**Directions for this task:**
Below are some records. Write out the lines from the one containing "# test: mark the sky, one dot per instance" to the last line, word for word, leaving out pictures.

**Input:**
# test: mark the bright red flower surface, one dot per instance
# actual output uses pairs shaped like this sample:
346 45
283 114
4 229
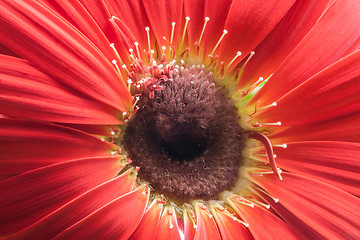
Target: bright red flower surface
72 76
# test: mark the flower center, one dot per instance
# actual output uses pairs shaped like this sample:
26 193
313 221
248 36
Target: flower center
185 136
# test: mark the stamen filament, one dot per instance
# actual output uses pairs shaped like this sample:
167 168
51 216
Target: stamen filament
203 30
172 32
268 148
267 106
238 54
137 49
218 43
147 29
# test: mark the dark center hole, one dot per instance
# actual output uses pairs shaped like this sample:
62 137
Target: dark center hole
184 142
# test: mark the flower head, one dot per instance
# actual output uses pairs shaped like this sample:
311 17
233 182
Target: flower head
179 119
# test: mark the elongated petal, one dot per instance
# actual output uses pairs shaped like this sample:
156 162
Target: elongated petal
53 45
168 226
335 163
248 23
303 230
330 211
230 227
331 93
283 39
341 26
162 23
189 224
338 129
28 197
28 93
74 12
79 208
262 223
206 226
116 220
27 145
148 226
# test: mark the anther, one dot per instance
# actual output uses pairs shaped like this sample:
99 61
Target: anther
274 104
172 32
116 65
112 45
137 49
284 145
243 201
238 54
271 124
203 30
268 148
218 43
147 29
187 19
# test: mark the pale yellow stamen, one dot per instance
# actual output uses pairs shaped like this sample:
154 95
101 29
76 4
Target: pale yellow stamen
218 43
238 54
203 30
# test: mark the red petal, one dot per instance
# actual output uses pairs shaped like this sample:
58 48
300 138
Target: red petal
149 223
330 211
28 93
230 228
248 23
168 226
28 145
262 223
329 94
161 14
206 226
133 15
53 45
283 39
328 40
335 163
116 220
100 130
339 129
28 197
189 224
78 208
74 12
304 231
195 9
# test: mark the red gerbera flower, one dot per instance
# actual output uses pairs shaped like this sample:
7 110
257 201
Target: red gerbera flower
189 119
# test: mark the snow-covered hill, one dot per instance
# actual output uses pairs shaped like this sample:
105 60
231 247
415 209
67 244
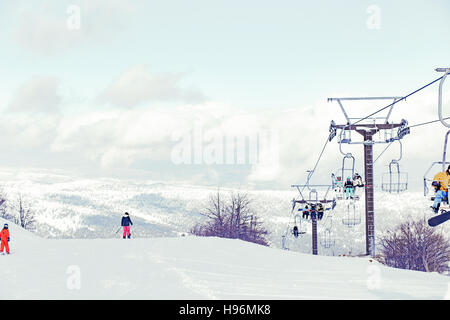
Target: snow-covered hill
196 268
69 207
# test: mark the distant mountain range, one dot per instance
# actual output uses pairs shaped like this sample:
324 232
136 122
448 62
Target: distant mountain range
69 207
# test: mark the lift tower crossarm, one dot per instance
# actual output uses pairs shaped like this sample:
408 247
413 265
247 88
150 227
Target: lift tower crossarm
368 131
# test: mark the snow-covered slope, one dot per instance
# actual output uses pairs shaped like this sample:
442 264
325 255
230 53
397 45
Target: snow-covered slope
196 268
69 207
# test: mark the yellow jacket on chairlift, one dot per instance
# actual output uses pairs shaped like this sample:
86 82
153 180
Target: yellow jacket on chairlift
444 179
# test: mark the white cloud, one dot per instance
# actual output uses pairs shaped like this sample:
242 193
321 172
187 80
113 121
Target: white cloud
37 95
44 29
137 85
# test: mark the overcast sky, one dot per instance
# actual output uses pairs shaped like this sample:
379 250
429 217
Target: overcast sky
161 89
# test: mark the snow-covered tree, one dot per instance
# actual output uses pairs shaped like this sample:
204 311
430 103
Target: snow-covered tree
414 245
233 218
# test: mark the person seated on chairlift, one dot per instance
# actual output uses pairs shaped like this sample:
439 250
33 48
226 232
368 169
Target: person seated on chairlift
305 214
349 188
441 181
320 211
357 181
295 231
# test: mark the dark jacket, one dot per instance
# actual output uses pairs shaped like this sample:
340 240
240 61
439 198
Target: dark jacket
348 184
126 221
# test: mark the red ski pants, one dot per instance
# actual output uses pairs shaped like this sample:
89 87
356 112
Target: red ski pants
4 245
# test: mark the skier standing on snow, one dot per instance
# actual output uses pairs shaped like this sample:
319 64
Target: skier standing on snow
126 222
4 238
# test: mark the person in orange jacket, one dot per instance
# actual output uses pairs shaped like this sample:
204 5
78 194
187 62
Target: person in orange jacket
441 182
4 239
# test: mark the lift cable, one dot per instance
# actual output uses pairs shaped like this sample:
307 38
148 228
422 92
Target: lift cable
315 166
401 99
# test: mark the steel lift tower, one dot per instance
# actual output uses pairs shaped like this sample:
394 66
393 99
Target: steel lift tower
367 127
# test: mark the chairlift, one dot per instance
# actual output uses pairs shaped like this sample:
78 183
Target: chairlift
326 236
443 163
352 218
327 239
395 180
347 170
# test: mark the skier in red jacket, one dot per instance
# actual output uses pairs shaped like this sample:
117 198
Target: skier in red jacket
4 239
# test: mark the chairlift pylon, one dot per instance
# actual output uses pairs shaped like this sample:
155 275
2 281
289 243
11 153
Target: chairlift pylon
352 218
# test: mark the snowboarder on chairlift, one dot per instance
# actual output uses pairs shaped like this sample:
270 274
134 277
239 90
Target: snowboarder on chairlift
320 211
440 183
357 181
305 214
349 188
4 239
126 222
313 211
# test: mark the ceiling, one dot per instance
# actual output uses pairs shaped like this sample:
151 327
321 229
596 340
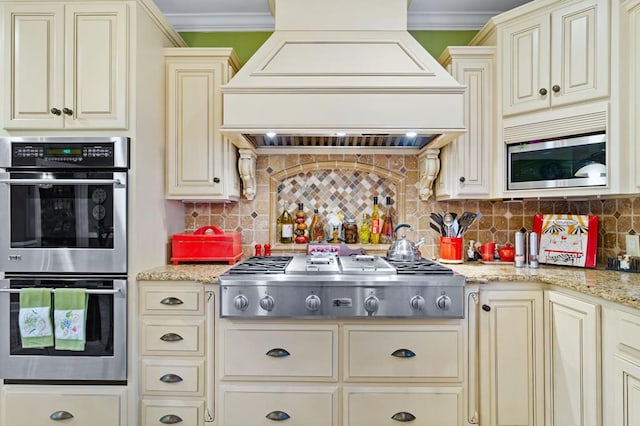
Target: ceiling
254 15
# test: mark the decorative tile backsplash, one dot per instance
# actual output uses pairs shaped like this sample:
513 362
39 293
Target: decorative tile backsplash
349 181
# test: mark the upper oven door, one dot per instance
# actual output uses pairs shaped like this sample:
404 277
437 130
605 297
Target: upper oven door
63 222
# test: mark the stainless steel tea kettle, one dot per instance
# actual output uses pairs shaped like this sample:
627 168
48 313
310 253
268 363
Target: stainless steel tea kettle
402 249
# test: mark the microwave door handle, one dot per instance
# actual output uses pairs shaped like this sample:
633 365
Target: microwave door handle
116 182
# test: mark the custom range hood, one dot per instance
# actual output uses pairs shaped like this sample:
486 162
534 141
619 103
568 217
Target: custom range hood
342 73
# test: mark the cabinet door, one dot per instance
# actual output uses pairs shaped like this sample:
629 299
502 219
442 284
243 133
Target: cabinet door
526 65
580 52
95 79
572 360
465 163
33 66
194 145
511 358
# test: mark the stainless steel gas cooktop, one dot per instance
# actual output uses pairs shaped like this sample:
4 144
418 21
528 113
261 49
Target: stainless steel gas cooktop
330 286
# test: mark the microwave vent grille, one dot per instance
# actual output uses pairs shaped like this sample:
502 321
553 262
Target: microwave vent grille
576 124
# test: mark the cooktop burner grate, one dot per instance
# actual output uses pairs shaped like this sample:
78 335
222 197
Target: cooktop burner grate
419 267
262 265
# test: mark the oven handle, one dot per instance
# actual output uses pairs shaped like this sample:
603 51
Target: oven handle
116 182
88 291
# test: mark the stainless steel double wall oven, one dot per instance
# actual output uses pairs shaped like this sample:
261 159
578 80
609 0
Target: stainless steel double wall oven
63 223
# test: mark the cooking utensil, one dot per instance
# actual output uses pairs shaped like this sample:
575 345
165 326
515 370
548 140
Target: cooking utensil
403 249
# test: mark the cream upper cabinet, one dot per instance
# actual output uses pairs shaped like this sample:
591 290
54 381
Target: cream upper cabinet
555 58
511 358
573 367
466 170
65 66
202 163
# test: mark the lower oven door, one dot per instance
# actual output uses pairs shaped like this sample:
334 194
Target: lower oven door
105 351
56 222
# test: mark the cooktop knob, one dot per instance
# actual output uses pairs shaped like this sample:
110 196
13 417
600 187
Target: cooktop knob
241 302
371 304
443 303
417 303
267 303
312 302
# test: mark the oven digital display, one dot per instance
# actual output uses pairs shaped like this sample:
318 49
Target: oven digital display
63 151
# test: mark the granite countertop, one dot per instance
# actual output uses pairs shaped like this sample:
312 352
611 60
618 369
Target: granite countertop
618 287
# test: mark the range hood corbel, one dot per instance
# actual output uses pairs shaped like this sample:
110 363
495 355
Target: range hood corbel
342 65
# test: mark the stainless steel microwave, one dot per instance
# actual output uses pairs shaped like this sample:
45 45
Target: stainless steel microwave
568 162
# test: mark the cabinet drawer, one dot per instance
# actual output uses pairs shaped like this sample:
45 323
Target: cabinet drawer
440 406
178 337
628 328
264 406
164 300
307 352
24 407
183 413
406 353
172 377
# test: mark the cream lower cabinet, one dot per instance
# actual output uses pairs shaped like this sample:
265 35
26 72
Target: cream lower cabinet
68 405
65 65
511 357
573 368
176 354
202 163
465 171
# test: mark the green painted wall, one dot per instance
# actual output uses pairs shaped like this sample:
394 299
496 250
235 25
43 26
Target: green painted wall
246 43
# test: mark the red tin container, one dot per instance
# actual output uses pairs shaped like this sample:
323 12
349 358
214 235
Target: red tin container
208 243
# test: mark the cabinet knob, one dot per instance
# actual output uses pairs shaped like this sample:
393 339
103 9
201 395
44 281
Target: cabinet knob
171 337
60 415
170 301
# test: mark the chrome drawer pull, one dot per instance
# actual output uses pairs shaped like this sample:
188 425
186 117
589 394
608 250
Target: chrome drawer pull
278 353
61 415
277 416
171 301
403 416
403 353
171 378
171 337
170 419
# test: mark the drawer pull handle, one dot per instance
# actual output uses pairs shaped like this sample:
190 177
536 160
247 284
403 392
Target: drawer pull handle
170 419
61 415
278 353
170 301
170 378
277 416
171 337
403 353
403 416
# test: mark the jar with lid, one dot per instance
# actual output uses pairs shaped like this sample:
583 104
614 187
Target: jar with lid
350 231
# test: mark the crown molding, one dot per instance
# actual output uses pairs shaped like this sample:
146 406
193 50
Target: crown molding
212 22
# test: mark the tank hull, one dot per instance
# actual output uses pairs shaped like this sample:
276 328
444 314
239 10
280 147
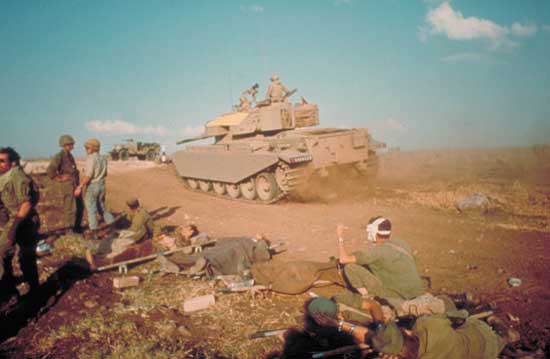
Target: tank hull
249 168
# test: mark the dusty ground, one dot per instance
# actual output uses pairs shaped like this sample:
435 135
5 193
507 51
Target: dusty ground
474 252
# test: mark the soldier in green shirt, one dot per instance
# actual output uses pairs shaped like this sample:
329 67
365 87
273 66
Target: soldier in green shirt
141 228
385 269
18 198
429 337
62 168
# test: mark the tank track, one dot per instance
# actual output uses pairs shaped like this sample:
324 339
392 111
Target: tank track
288 181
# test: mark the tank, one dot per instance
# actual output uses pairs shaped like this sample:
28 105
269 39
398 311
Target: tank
141 150
266 151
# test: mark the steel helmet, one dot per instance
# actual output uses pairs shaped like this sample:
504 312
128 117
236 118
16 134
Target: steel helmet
66 140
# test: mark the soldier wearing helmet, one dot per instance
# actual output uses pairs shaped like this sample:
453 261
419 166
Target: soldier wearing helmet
95 172
62 168
385 269
276 91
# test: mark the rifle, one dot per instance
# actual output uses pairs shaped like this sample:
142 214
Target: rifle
123 266
267 333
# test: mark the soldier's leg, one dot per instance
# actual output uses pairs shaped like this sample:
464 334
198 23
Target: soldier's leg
363 281
107 216
69 205
79 205
90 199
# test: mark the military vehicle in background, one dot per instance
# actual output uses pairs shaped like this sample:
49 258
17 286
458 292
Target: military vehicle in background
142 150
271 150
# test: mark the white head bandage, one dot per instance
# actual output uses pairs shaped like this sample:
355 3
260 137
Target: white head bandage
372 229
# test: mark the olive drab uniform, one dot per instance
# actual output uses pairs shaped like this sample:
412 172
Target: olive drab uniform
473 339
64 165
276 92
15 189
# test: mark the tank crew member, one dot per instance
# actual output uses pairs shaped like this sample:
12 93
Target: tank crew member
386 269
452 335
95 172
62 168
142 227
276 91
244 104
18 197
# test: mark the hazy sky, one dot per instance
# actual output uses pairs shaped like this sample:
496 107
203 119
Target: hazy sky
419 74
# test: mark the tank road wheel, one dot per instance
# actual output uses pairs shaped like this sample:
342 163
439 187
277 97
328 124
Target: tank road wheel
205 185
233 190
248 189
123 155
192 183
151 155
219 188
266 186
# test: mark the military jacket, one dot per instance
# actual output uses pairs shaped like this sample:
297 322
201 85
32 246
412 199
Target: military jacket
63 163
142 224
473 340
393 264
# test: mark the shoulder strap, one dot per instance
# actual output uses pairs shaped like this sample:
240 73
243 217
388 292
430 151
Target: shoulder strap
400 249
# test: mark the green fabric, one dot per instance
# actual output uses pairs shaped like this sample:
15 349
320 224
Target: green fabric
388 339
395 270
475 339
63 163
321 305
142 224
15 188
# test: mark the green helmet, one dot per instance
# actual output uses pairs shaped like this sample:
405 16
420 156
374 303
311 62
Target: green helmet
66 140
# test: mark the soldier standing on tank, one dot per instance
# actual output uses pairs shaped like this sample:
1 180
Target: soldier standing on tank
93 179
276 91
63 169
18 198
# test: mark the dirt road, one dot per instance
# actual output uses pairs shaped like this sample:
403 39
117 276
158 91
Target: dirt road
474 252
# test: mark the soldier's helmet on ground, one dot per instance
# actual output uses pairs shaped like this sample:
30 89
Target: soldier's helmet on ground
93 143
66 140
132 202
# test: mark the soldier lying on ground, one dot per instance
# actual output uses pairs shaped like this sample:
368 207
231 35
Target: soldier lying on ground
451 335
231 255
141 228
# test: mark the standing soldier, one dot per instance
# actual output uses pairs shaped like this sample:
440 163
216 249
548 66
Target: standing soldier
63 169
276 91
18 197
93 178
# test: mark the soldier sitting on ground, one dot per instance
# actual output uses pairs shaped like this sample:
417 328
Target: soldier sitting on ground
387 270
452 335
141 228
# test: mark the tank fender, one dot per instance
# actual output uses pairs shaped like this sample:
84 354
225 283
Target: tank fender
226 167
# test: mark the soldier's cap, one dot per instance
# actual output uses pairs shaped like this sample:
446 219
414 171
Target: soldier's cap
132 202
66 140
322 305
388 339
93 143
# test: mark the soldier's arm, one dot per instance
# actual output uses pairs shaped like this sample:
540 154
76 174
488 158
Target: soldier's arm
53 167
139 226
343 255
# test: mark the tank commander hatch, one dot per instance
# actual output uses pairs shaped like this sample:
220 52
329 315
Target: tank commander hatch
277 91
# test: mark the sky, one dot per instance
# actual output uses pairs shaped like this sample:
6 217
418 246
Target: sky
420 74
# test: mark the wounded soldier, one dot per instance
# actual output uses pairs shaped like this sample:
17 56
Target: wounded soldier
141 228
230 255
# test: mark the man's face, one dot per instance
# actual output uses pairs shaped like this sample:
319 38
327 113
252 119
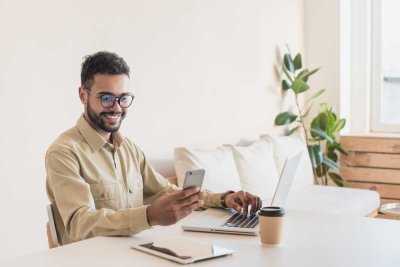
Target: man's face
105 120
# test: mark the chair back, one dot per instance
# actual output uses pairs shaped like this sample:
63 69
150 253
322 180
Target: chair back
52 235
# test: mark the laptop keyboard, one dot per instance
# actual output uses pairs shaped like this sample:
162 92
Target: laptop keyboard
242 221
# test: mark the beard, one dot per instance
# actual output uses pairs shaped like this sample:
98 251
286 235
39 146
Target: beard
99 120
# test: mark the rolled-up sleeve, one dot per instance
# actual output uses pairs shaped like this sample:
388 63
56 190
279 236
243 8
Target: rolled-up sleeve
76 205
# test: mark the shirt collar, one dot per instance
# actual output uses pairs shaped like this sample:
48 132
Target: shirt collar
93 138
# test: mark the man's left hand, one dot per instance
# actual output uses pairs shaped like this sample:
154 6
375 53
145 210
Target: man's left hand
241 200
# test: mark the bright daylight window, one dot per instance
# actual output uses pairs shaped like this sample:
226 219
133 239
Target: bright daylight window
385 66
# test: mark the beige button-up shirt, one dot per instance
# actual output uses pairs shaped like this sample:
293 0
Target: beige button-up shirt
100 188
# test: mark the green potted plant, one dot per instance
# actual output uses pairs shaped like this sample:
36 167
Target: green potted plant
320 135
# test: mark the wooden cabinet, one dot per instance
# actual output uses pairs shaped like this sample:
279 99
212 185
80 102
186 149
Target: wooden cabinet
373 163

**Final result:**
# test: mark the sky, one dot per instance
# actual output uses pairs shaped like this sample:
6 217
418 246
Target: sky
420 74
# test: mark the wounded soldier, one dot per instance
# actual output uses pairs shaped like this sample:
17 56
Target: wounded soldier
141 228
230 255
# test: mark the man's face, one dot per instance
# actual output uses pairs shaped like this sample:
319 38
327 113
252 119
Target: man's face
105 120
# test: mark the chair back, one dot per instance
# actual output uses pairs shaped like this sample:
63 69
150 253
322 180
Target: chair back
52 235
# test: mark the laptop keyboard, one dot per instance
# actual output uses pairs shaped like this sample:
162 92
Target: laptop keyboard
242 221
# test: mark the beard, one dot per instance
# actual output uses pairs shaped like this sample:
98 251
286 235
39 146
Target: beard
99 120
# test: mark the rolled-up sleeve, one dot per instance
# actual output uses pairs shaped like this sample:
388 63
56 190
279 236
243 8
Target: rolled-up sleeve
76 205
# test: mark the shirt collar, one dot per instance
# actual output uses pairs shaped like this sample:
48 132
Target: shirt collar
93 138
# test: mark the man's left hand, one dot per instance
# actual output uses pairs shaped like this sample:
154 6
375 53
145 210
Target: man's left hand
241 200
# test: mark the bright daylight window, one dot per instance
# actual output uses pairs shaped like this sample:
226 219
133 239
Target: bright daylight window
385 66
# test: mark the beige button-up shirt, one dot per instance
# actual output uses pairs shaped like this sample:
293 0
Target: beige button-up shirt
100 188
# test: mark the green potted plant, one dot per instance
# actual output uses pairs shaped like this sample:
36 167
Target: green potted plant
320 135
# test: mark the wooden cabinet, one dot per instance
# actual output uses pairs shaped like this sample:
279 99
212 185
80 102
186 149
Target: wooden cabinet
373 163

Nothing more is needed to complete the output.